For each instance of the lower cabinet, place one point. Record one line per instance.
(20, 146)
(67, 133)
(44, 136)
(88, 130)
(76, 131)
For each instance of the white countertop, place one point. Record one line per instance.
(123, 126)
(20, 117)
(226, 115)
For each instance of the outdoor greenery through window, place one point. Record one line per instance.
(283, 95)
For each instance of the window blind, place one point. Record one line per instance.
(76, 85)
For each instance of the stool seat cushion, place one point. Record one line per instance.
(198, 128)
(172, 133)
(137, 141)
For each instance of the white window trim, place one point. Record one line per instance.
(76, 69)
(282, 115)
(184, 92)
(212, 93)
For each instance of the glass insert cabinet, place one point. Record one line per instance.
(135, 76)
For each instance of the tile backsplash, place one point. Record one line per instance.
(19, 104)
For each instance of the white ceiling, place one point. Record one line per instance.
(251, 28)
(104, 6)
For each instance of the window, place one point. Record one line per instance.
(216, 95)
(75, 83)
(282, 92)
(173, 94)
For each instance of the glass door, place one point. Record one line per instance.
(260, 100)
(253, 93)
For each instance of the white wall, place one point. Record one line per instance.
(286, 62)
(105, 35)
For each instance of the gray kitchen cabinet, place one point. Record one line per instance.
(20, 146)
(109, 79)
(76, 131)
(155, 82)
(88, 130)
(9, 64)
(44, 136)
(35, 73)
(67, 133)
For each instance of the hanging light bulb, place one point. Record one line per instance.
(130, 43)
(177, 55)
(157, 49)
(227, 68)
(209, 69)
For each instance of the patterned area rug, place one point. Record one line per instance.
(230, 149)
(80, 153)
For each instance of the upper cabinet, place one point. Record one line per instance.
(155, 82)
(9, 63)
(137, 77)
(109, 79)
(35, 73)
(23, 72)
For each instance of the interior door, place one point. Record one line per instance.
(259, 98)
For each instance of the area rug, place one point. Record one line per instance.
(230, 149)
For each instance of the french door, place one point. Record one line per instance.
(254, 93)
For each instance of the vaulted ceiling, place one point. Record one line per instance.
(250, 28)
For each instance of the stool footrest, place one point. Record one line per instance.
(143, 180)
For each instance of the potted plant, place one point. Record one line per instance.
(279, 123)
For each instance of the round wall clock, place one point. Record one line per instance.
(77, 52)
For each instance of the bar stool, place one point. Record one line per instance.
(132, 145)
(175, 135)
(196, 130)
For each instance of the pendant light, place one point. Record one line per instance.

--------------------

Can you put every line of the listing above into a Markdown table with the columns "Row" and "Listing line", numbering each line and skipping blank ones?

### Result below
| Row | Listing line |
|---|---|
| 1 | For each instance of the lower cabinet, place one point. Record one line per instance. |
| 2 | (20, 146) |
| 3 | (67, 133) |
| 4 | (44, 136) |
| 5 | (88, 130) |
| 6 | (76, 131) |
| 7 | For each instance of the white countertop, place one point. Record one line per instance. |
| 8 | (123, 126) |
| 9 | (20, 117) |
| 10 | (226, 115) |
| 11 | For each instance of the outdoor greenery through window, place one point. Record one line per instance. |
| 12 | (283, 95) |
| 13 | For each instance of the window blind, place one point. Record one line per instance. |
| 14 | (76, 85) |
| 15 | For each instance of the stool seat cushion, place one point. Record one line per instance. |
| 16 | (198, 128) |
| 17 | (172, 133) |
| 18 | (137, 141) |
| 19 | For each instance of the white window trim, place one point. Record one line per instance. |
| 20 | (76, 69) |
| 21 | (282, 115) |
| 22 | (184, 92) |
| 23 | (212, 93) |
| 24 | For each instance of the glass insert cabinet, place one point. Record one line per instance. |
| 25 | (135, 76) |
| 26 | For each instance of the tile backsplash, place one point. Record one line per instance. |
| 27 | (19, 104) |
| 28 | For each instance of the white ceiling, place one point. Record one line per instance. |
| 29 | (251, 28) |
| 30 | (104, 6) |
| 31 | For each instance of the window, place one point. Record one line per instance. |
| 32 | (216, 95) |
| 33 | (75, 83) |
| 34 | (282, 92) |
| 35 | (173, 94) |
| 36 | For each instance of the glass door, place one point. Record one line per instance. |
| 37 | (260, 100) |
| 38 | (253, 93) |
| 39 | For each instance of the white wall, place one point. Record one line per instance. |
| 40 | (286, 62) |
| 41 | (105, 35) |
| 42 | For each instance of the gray kitchen cabinet, place one point. Record one line per instance. |
| 43 | (20, 146) |
| 44 | (109, 79) |
| 45 | (76, 131) |
| 46 | (155, 82) |
| 47 | (88, 130) |
| 48 | (9, 64) |
| 49 | (44, 136) |
| 50 | (35, 73) |
| 51 | (67, 133) |
| 52 | For each instance of the hanging light bulb, place one point. Record one line per instance. |
| 53 | (130, 43) |
| 54 | (177, 55) |
| 55 | (157, 49) |
| 56 | (227, 68) |
| 57 | (209, 69) |
| 58 | For each instance of the patterned area rug, place one point. Record one line per instance. |
| 59 | (230, 149) |
| 60 | (80, 153) |
| 61 | For each instance of the upper cabinet, place one point. Record one line per instance. |
| 62 | (155, 82) |
| 63 | (9, 63) |
| 64 | (137, 77) |
| 65 | (109, 79) |
| 66 | (35, 73) |
| 67 | (23, 72) |
| 68 | For each instance of the interior door, place one point. Record one line per instance. |
| 69 | (259, 98) |
| 70 | For each instance of the area rug, place one point. Record one line per instance. |
| 71 | (230, 149) |
| 72 | For each instance of the french door, place one point. Record one line per instance. |
| 73 | (254, 93) |
| 74 | For each instance of the vaulted ceiling, place one point. Record one line per instance. |
| 75 | (250, 28) |
| 76 | For each instance of the stool footrest, place one point. Record one line per instance. |
| 77 | (143, 180) |
| 78 | For each instance of the potted plant, place one point. Record one line per instance. |
| 79 | (279, 123) |
| 80 | For each instance of the round wall clock, place one point. Record one line per instance. |
| 81 | (77, 52) |
| 82 | For each instance of the bar stool, place one point. Record one line per instance. |
| 83 | (132, 145) |
| 84 | (175, 135) |
| 85 | (196, 130) |
| 86 | For each instance of the pendant light, place one point. Record one line per instance. |